Work instructions
Repeat each entry. Keep every line exactly as it is.

Free-text object descriptions
- - - -

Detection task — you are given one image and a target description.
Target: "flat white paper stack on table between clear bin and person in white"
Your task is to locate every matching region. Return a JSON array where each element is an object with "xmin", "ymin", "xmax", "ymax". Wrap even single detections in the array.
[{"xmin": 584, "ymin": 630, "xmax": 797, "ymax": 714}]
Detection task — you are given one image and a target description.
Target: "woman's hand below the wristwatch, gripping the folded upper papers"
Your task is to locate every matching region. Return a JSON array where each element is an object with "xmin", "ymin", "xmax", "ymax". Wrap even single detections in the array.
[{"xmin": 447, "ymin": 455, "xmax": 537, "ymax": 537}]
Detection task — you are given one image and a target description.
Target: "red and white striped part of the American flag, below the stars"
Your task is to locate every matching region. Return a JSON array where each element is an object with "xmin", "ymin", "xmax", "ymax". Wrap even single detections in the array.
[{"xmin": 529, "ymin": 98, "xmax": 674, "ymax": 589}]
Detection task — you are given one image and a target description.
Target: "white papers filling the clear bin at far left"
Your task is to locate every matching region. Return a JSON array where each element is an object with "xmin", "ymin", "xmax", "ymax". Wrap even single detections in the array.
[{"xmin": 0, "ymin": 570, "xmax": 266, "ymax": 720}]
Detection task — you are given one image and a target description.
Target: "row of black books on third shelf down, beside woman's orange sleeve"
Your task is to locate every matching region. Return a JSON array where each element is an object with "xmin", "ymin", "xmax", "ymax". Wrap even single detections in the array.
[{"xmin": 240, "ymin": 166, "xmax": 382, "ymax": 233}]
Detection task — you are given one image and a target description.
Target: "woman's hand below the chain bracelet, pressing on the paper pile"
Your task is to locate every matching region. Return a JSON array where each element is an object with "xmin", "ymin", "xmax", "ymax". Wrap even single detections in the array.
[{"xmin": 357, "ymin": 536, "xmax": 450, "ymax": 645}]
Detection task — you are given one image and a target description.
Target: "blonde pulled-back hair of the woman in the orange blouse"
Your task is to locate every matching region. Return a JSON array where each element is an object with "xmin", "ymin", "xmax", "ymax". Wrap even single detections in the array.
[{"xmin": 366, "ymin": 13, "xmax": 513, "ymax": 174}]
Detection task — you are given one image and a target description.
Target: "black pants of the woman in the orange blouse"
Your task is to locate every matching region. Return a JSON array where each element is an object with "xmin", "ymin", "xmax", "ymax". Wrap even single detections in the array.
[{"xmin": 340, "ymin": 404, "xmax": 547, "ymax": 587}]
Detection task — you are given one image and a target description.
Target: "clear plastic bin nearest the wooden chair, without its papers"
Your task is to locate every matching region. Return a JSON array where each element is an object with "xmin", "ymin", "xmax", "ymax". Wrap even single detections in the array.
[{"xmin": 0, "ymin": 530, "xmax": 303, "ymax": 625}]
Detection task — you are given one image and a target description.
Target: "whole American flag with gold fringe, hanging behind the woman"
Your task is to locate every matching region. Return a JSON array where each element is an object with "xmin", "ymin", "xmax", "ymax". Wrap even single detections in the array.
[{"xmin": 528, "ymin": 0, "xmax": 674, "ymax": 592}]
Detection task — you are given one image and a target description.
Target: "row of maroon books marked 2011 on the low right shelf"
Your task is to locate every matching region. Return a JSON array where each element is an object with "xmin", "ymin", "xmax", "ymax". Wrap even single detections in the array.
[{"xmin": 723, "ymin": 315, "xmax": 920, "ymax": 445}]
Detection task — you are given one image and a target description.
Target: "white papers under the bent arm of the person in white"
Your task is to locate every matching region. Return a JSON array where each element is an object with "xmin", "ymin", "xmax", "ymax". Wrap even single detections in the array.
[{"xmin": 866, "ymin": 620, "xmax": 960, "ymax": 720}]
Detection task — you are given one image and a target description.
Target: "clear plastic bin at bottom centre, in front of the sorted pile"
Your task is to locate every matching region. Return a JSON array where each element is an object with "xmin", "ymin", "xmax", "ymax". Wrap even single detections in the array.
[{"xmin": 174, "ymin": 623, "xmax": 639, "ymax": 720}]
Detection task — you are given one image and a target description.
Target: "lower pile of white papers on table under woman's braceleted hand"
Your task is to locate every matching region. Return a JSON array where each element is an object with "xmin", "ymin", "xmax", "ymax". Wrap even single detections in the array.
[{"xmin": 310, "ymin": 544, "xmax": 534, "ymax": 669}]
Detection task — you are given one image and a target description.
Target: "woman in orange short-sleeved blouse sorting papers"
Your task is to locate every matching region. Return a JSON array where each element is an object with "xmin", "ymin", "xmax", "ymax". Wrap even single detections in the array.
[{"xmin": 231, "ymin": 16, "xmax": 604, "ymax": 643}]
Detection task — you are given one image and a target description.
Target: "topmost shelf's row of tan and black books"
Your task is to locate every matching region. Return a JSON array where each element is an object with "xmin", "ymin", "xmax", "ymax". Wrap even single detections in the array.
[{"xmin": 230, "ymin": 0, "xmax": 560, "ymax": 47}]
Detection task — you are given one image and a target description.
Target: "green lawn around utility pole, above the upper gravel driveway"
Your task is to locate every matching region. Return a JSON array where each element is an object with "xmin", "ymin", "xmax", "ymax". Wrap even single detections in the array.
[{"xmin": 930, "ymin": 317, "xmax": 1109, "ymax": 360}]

- - - -

Answer to the exercise
Detection task — you are given one image and a target description.
Target: "flat white paper stack on table between clear bin and person in white"
Your task is to locate every matching region. Return a JSON array where each element is an object with "xmin", "ymin", "xmax", "ymax". Wrap even single detections in the array.
[{"xmin": 584, "ymin": 630, "xmax": 797, "ymax": 714}]
Detection task — you are given one image and a target description.
Target: "woman's hand below the wristwatch, gripping the folded upper papers"
Your task is to locate every matching region. Return a JSON array where each element is an object with "xmin", "ymin", "xmax", "ymax". Wrap even single detections in the array.
[{"xmin": 447, "ymin": 455, "xmax": 537, "ymax": 537}]
Detection task — you are given one image and a target description.
Target: "red and white striped part of the American flag, below the stars"
Your task is to locate every matching region. Return a JSON array where each element is an object with "xmin", "ymin", "xmax", "ymax". Wrap even single detections in the array.
[{"xmin": 529, "ymin": 98, "xmax": 674, "ymax": 589}]
Detection task — you are given one image and a target description.
Target: "white papers filling the clear bin at far left"
Your task is to locate every matching region. Return a JSON array where each element is an object with "xmin", "ymin", "xmax", "ymax". Wrap even single detections in the array.
[{"xmin": 0, "ymin": 570, "xmax": 266, "ymax": 720}]
Detection task — you are given one image and a target description.
Target: "row of black books on third shelf down, beside woman's orange sleeve"
Your task is to locate every matching region. Return a JSON array where each element is an object with "xmin", "ymin", "xmax", "ymax". Wrap even single detections in the array.
[{"xmin": 240, "ymin": 166, "xmax": 382, "ymax": 233}]
Detection task — you are given one image and a target description.
Target: "woman's hand below the chain bracelet, pressing on the paper pile"
Your task is to locate every matching region. Return a JSON array where each element is an object with "xmin", "ymin", "xmax", "ymax". Wrap even single detections in the array.
[{"xmin": 357, "ymin": 536, "xmax": 450, "ymax": 645}]
Detection task — you are given one image and a target description.
Target: "blonde pulled-back hair of the woman in the orange blouse"
Your task is to locate every matching region. Return a JSON array where each element is an object with "xmin", "ymin", "xmax", "ymax". Wrap even single detections in the array.
[{"xmin": 366, "ymin": 13, "xmax": 513, "ymax": 174}]
Detection task — you are given one image and a target description.
Target: "black pants of the woman in the orange blouse"
Your task is to locate every matching region. Return a JSON array where each element is an object with "xmin", "ymin", "xmax", "ymax". Wrap even single detections in the array.
[{"xmin": 340, "ymin": 404, "xmax": 547, "ymax": 587}]
Detection task — you are given one image and a target description.
Target: "clear plastic bin nearest the wooden chair, without its papers"
Your task is to locate every matching region. Return a JSON array where each element is an object with "xmin", "ymin", "xmax", "ymax". Wrap even single detections in the array.
[{"xmin": 0, "ymin": 530, "xmax": 303, "ymax": 625}]
Detection task — you are given one image and a target description.
Target: "whole American flag with gold fringe, hanging behind the woman"
Your task is to locate every matching region. Return a JSON array where each element is an object with "xmin", "ymin", "xmax", "ymax". Wrap even single detections in the array.
[{"xmin": 528, "ymin": 0, "xmax": 674, "ymax": 592}]
Detection task — you are given one image and a target description.
Target: "row of maroon books marked 2011 on the low right shelf"
Your task is to locate every matching region. Return a JSON array where each element is an object with "xmin", "ymin", "xmax", "ymax". Wrap even single detections in the array.
[{"xmin": 723, "ymin": 315, "xmax": 920, "ymax": 445}]
Detection task — you are given one image and a target description.
Target: "white papers under the bent arm of the person in white"
Your task is to locate every matching region. Return a JSON array where each element is an object with "xmin", "ymin", "xmax", "ymax". Wrap even single detections in the array.
[{"xmin": 866, "ymin": 620, "xmax": 960, "ymax": 720}]
Detection task — you are given one image and a target description.
Target: "clear plastic bin at bottom centre, in front of the sorted pile"
Your task is to locate every matching region. Return a JSON array where each element is an object with "xmin", "ymin", "xmax", "ymax". Wrap even single detections in the array.
[{"xmin": 174, "ymin": 623, "xmax": 639, "ymax": 720}]
Detection task — you are given one image and a target description.
Target: "lower pile of white papers on table under woman's braceleted hand"
Your task is to locate every matching region. Return a JSON array where each element is an object with "xmin", "ymin", "xmax", "ymax". Wrap even single detections in the array.
[{"xmin": 310, "ymin": 544, "xmax": 534, "ymax": 669}]
Detection task — you are given one image and a target description.
Target: "woman in orange short-sleeved blouse sorting papers"
Your task is to locate every matching region. Return a JSON array where each element is an object with "xmin", "ymin", "xmax", "ymax". Wrap even single detections in the array.
[{"xmin": 231, "ymin": 16, "xmax": 604, "ymax": 643}]
Detection task — you are given one image and a target description.
Target: "topmost shelf's row of tan and black books"
Your task is to locate every matching region. Return a JSON array where each element is an object with "xmin", "ymin", "xmax", "ymax". Wrap even single detections in the array.
[{"xmin": 230, "ymin": 0, "xmax": 560, "ymax": 47}]
Detection task — you are given one image and a target description.
Target: "green lawn around utility pole, above the upper gravel driveway"
Your task is to locate every matching region. Return a JSON array where each element is an object with "xmin", "ymin", "xmax", "ymax". Wrap even single detections in the array.
[{"xmin": 930, "ymin": 317, "xmax": 1109, "ymax": 360}]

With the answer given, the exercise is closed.